━━━ TEKS SUMBER ━━━
Pada tahun 2023 nanti pemerintah Indonesia telah berencana untuk menghapus rekrutmen tenaga honorer. Akan tetapi tenaga honorer tersebut akan diganti sebagai tenaga kerja outsourcing.
Sistem outsourcing tersebut bertujuan sebagai solusi bagi banyak perusahaan mengenai masalah kekurangan sumber daya manusia (SDM). Perusahaan akan merekrut pekerja outsourcing karena dapat dijadikan sebagai strategi perusahaan untuk mengurangi biaya operasional.
Karyawan outsourcing tersebut bukan merupakan karyawan dari perusahaan pengguna melainkan tenaga kerja dari pihak lain. Sehingga dengan demikian pemerintah telah sepakat untuk menghapus tenaga honorer di lingkungan pemerintahan mulai 2023 mendatang, sejalan dengan mandat yang tertuang dalam Peraturan Pemerintah (PP) 49/2018.
Hal yang menjadi permasalahan tenaga honorer di Indonesia yaitu masih banyaknya tenaga honorer yang masih memiliki status yang tidak jelas, mulai dari penghasilan yang diterima setiap bulan, hingga statusnya yang bukan PNS atau PPPK.
Saat ini, tenaga honorer telah teridentifikasi di lingkungan pemerintah pusat maupun daerah misalnya guru dan tenaga administrasi akan tetapi penghasilan yang diterima tidak sama seperti ASN lainnya termasuk PNS atau PPPK dan masih banyak tenaga honorer yang mendapatkan gaji di bawah UMP.
━━━
**KETENTUAN TUGAS**
(1) Kutip persis bagian teks tentang tenaga honorer dari "Karyawan outsourcing tersebut" sampai "PNS atau PPPK.".
(2) Menurut teks tentang tenaga honorer, peraturan apa yang memuat mandat penghapusan tenaga honorer di lingkungan pemerintahan mulai 2023?
Item-item ini tidak diperlukan.
━━━ MATERI KUTIPAN ━━━
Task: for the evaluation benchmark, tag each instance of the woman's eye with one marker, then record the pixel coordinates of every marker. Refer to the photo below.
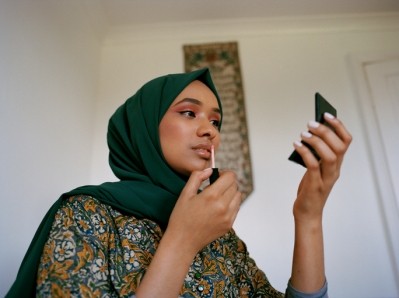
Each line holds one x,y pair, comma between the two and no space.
215,123
189,114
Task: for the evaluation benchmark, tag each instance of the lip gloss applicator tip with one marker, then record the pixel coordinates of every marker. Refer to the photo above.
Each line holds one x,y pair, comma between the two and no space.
215,171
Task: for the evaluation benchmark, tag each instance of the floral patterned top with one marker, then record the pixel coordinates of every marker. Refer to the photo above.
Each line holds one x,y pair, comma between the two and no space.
━━━
**JAWABAN PER TUGAS**
(1)
Karyawan outsourcing tersebut bukan merupakan karyawan dari perusahaan pengguna melainkan tenaga kerja dari pihak lain. Sehingga dengan demikian pemerintah telah sepakat untuk menghapus tenaga honorer di lingkungan pemerintahan mulai 2023 mendatang, sejalan dengan mandat yang tertuang dalam Peraturan Pemerintah (PP) 49/2018.
Hal yang menjadi permasalahan tenaga honorer di Indonesia yaitu masih banyaknya tenaga honorer yang masih memiliki status yang tidak jelas, mulai dari penghasilan yang diterima setiap bulan, hingga statusnya yang bukan PNS atau PPPK.

(2) Peraturan Pemerintah (PP) 49/2018.